>>>>>

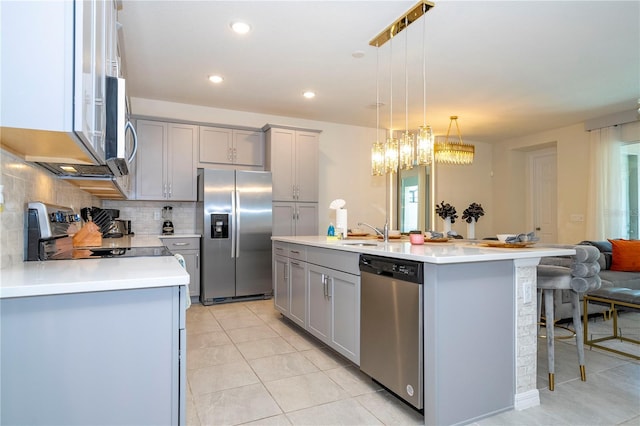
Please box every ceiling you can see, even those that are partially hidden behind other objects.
[119,0,640,142]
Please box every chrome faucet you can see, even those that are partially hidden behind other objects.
[358,221,389,243]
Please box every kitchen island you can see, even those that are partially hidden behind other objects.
[272,236,575,424]
[0,237,189,425]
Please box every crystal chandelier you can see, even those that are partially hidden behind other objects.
[398,16,413,170]
[433,115,475,165]
[416,6,433,166]
[369,0,434,176]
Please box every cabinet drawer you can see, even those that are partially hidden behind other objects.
[289,244,307,262]
[160,237,200,253]
[307,247,360,276]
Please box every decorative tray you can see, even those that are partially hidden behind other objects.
[378,235,402,240]
[478,241,535,248]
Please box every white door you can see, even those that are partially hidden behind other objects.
[529,147,558,243]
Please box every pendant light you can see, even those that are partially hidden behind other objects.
[384,27,398,174]
[416,5,433,166]
[371,46,384,176]
[399,17,413,170]
[369,0,434,176]
[433,115,475,166]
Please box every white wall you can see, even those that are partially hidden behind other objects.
[493,122,640,244]
[131,98,493,236]
[435,140,497,239]
[131,98,386,233]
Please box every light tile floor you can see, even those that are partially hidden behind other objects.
[187,300,640,425]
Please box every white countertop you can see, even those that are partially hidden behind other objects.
[271,236,575,264]
[158,234,201,238]
[0,235,189,298]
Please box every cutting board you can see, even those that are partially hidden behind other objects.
[72,222,102,247]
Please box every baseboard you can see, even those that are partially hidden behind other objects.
[513,389,540,411]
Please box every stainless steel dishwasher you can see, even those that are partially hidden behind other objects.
[360,254,424,410]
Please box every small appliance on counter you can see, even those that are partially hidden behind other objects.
[24,202,172,261]
[162,206,173,235]
[80,207,125,238]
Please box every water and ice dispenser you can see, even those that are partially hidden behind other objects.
[211,213,230,239]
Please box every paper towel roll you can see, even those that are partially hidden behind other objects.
[336,209,347,238]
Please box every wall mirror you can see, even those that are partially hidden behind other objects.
[396,166,434,232]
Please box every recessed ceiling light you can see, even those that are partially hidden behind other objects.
[231,21,251,34]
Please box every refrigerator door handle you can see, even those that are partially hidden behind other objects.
[233,191,240,257]
[229,191,238,259]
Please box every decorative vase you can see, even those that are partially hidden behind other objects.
[443,216,451,237]
[467,218,476,240]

<<<<<

# Directions
Convert the lines above into a JSON list of strings, one string per line, with blank lines left out. Leave the pictures out of the list.

# Exercise result
[
  "Please box every ceiling you can see, even those that are partially hidden behind other objects.",
  "[119,0,640,142]",
  "Please box every chrome faucet you can see, even those that are partially hidden behind other objects.",
  "[358,221,389,243]",
  "Please box every kitchen island you can see, even those that are partially hidden behind other objects.",
  "[272,236,575,424]",
  "[0,237,189,425]",
  "Please box every crystal chandelier you can see, even those that are partially hidden behind other objects.",
  "[398,16,413,170]",
  "[433,115,475,165]",
  "[416,6,433,166]",
  "[369,0,434,176]",
  "Please box every cabinet drawer you can see, even those that are partially hidden behind other objects.",
  "[289,244,307,262]",
  "[160,237,200,253]",
  "[307,247,360,276]",
  "Please box every decorative tray you can see, even those that are partially hidden behind other objects.",
  "[378,235,402,240]",
  "[478,241,535,248]",
  "Please box every white door you can see, even those that are partially hidden behind other objects.",
  "[529,147,558,243]",
  "Please box every pendant light you can see, even those that are partially hidden behind other objects.",
  "[384,27,398,174]",
  "[416,5,433,166]",
  "[371,46,384,176]",
  "[399,17,413,170]",
  "[369,0,434,176]",
  "[433,115,475,166]",
  "Please box every white wall you can see, even those that are partially hidden behind other objects.",
  "[493,122,640,244]",
  "[131,98,493,236]",
  "[435,140,497,239]",
  "[131,98,386,233]",
  "Please box every light tile floor you can see, even those that are partially hidden behind other objects.",
  "[187,300,640,425]",
  "Please box every white countertop you can see, even those that are partially hidden behind other objects.",
  "[271,236,575,264]",
  "[158,234,201,238]",
  "[0,235,189,298]",
  "Please box every cutting board you can see, even those that are partially hidden behind other objects.",
  "[72,222,102,247]",
  "Please box every baseboard you can see, even those that are partially hidden behind other objects.",
  "[513,389,540,411]",
  "Please box every stainless steel dishwasher you can see, even those that are partially hidden behind other objects.",
  "[360,254,424,410]",
  "Please box every small appliance on counter you can see, even those that are partially hidden behind other objects.",
  "[24,202,172,261]",
  "[162,206,173,235]",
  "[80,207,125,238]",
  "Please box every water and ice dispenser you can see, even those that are partially hidden behind other objects.",
  "[211,213,230,239]",
  "Please box every paper towel roll you can see, even those that are partially hidden behind other objects.",
  "[336,209,347,238]",
  "Please box every wall mirror you can see, even those that are partially hidden behind other objects.",
  "[396,166,434,232]",
  "Please box every recessed ceiling light you can see, even those that are partially hidden behind other objects.",
  "[231,21,251,34]",
  "Please box every refrigerator door handle you can see, even those that are partially hidden behind other objects.",
  "[233,191,240,257]",
  "[229,191,238,259]",
  "Please box every decorative vase you can see, even those that are partially hidden behind other objects.",
  "[443,216,451,237]",
  "[467,218,476,240]"
]